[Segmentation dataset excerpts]
□ □ □ □ □ □ □
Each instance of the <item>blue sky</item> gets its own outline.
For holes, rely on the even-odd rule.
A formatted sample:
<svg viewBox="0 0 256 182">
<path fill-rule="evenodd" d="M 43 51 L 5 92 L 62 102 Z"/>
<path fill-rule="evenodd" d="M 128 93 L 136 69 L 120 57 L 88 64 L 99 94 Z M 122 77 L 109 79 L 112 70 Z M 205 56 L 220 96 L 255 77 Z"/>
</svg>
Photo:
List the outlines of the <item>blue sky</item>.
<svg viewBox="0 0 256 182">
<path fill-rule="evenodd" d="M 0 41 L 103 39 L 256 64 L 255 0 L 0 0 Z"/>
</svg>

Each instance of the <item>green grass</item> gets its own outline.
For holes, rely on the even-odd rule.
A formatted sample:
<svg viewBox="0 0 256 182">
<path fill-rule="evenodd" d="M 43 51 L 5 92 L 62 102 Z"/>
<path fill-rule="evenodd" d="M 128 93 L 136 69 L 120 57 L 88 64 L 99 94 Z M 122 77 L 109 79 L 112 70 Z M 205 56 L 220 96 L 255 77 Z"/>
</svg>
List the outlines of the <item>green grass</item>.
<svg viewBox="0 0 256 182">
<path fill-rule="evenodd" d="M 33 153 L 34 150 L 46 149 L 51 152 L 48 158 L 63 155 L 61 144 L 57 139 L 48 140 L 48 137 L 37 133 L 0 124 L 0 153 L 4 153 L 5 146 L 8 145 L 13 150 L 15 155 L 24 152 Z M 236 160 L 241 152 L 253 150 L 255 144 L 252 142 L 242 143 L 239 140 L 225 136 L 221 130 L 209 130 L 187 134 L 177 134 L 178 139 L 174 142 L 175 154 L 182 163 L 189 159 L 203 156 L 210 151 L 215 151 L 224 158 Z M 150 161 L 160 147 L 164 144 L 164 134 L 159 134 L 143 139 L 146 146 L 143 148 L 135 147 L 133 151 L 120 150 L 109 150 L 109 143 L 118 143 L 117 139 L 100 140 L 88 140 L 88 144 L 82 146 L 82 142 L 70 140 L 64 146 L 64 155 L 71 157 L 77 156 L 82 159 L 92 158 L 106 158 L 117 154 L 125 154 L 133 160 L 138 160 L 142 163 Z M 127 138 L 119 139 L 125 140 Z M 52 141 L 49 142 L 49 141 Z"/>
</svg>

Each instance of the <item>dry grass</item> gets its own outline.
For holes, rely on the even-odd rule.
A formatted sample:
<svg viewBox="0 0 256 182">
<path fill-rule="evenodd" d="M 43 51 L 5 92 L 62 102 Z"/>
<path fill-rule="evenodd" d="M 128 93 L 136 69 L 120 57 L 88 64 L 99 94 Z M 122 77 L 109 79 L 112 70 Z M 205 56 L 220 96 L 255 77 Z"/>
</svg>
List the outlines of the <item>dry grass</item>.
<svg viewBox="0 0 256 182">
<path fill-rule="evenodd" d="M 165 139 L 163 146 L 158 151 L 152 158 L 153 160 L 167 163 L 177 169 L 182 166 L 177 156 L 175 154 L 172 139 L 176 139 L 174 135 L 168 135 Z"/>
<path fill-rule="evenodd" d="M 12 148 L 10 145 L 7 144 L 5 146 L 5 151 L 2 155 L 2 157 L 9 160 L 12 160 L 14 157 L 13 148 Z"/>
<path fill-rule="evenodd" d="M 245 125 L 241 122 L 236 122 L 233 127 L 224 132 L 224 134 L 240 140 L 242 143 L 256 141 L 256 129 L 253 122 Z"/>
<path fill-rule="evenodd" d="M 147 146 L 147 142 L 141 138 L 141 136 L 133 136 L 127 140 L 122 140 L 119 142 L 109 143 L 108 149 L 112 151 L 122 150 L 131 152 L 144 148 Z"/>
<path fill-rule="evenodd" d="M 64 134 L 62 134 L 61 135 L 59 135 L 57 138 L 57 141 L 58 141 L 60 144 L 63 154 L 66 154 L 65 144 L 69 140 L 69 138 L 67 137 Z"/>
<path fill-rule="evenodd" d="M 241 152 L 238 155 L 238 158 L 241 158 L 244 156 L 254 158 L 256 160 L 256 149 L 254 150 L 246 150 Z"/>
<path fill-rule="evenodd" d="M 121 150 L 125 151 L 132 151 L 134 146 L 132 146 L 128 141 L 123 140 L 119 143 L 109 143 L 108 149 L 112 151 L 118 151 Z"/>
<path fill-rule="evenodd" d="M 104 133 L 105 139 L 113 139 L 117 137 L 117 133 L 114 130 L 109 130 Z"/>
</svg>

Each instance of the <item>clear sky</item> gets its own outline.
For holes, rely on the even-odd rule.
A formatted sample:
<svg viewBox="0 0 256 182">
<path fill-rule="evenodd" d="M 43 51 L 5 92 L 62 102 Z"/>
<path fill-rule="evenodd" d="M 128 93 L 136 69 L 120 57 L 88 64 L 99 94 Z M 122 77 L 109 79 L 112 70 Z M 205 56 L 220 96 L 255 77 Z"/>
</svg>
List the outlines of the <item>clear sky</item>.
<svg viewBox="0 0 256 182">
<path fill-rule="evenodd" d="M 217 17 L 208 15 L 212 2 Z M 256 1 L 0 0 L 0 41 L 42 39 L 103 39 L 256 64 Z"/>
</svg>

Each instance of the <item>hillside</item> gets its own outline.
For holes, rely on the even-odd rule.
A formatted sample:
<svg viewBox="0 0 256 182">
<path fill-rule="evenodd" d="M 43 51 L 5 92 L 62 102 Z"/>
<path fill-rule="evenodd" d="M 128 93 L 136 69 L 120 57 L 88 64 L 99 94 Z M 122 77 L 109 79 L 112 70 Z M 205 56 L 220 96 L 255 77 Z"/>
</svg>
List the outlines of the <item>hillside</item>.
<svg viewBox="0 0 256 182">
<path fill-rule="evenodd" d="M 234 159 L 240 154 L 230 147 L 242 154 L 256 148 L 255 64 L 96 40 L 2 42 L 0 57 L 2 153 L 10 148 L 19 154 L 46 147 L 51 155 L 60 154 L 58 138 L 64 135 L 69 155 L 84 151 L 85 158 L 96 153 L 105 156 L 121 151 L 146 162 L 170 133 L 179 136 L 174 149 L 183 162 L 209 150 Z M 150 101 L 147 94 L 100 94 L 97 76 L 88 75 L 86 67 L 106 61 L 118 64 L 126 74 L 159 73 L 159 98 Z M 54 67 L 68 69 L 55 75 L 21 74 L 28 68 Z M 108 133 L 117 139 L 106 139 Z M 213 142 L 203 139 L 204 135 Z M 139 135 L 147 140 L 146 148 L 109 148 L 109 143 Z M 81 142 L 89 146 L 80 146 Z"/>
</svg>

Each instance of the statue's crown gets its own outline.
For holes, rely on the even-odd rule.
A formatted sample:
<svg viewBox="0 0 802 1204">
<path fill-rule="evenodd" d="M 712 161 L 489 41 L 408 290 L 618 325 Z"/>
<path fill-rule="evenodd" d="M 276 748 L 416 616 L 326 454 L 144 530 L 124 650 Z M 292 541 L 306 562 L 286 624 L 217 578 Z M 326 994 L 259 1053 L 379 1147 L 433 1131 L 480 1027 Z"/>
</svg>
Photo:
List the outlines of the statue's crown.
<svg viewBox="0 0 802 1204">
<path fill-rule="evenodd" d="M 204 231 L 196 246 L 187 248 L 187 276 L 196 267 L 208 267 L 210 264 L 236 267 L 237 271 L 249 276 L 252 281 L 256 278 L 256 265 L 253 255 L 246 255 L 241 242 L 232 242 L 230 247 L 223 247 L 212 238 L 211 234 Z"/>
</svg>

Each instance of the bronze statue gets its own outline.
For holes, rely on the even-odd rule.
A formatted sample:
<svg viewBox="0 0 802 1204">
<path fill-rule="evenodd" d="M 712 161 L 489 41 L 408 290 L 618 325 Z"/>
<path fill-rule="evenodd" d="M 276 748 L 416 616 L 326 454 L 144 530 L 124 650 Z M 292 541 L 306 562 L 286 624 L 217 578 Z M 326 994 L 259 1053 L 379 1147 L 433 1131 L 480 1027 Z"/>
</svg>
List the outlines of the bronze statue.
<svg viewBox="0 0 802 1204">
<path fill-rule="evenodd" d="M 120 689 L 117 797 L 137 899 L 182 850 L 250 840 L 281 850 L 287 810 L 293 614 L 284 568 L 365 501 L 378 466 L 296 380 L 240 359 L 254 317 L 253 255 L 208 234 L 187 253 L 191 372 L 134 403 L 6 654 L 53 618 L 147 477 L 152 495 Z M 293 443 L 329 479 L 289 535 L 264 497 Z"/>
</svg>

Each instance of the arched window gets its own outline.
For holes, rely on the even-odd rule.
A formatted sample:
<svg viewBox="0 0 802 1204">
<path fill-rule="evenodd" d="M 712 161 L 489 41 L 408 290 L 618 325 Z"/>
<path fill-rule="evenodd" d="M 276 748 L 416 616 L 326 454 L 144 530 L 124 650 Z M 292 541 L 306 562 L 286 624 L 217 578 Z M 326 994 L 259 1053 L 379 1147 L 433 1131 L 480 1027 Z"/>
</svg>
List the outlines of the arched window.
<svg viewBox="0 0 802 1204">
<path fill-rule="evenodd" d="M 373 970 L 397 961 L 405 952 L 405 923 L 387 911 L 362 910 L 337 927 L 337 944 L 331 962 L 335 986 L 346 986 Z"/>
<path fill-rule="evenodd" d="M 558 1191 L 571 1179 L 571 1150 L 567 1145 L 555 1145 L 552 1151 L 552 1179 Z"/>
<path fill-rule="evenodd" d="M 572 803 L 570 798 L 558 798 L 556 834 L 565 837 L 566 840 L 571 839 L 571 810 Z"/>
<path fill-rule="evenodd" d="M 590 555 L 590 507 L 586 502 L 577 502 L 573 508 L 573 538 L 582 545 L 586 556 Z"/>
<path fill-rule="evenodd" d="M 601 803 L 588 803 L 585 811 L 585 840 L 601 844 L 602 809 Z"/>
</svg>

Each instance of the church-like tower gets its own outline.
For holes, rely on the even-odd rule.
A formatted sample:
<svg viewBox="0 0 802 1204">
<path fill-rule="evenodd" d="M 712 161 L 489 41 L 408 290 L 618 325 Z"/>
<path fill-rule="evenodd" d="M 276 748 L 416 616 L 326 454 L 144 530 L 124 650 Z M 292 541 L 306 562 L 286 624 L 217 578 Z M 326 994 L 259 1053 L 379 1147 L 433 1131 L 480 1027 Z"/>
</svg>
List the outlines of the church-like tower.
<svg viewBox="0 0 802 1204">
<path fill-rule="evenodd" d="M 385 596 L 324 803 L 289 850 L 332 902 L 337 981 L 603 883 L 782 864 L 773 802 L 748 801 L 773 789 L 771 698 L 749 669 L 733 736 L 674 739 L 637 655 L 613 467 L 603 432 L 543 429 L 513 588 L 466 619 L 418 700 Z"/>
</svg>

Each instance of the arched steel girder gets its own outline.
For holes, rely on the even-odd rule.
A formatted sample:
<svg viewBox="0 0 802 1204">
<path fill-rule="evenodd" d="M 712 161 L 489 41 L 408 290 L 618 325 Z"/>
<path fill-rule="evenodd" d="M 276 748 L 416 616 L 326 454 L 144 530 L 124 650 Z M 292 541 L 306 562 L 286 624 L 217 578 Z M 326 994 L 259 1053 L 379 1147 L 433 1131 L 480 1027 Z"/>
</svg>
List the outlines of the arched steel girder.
□ □ □ □ □ □ □
Copy out, character for character, the lines of the material above from the line with "Each instance of the bronze" up to and including the line with "List the outlines of the bronze statue.".

Each instance of the bronze statue gets its own outline.
For holes, rely on the even-odd rule.
A formatted sample:
<svg viewBox="0 0 802 1204">
<path fill-rule="evenodd" d="M 712 161 L 489 41 L 408 290 L 618 325 Z"/>
<path fill-rule="evenodd" d="M 276 748 L 416 616 L 326 454 L 144 530 L 124 650 Z M 292 541 L 306 562 L 286 624 L 217 578 Z M 326 994 L 259 1053 L 379 1147 L 433 1131 L 480 1027 Z"/>
</svg>
List the outlines of the bronze statue.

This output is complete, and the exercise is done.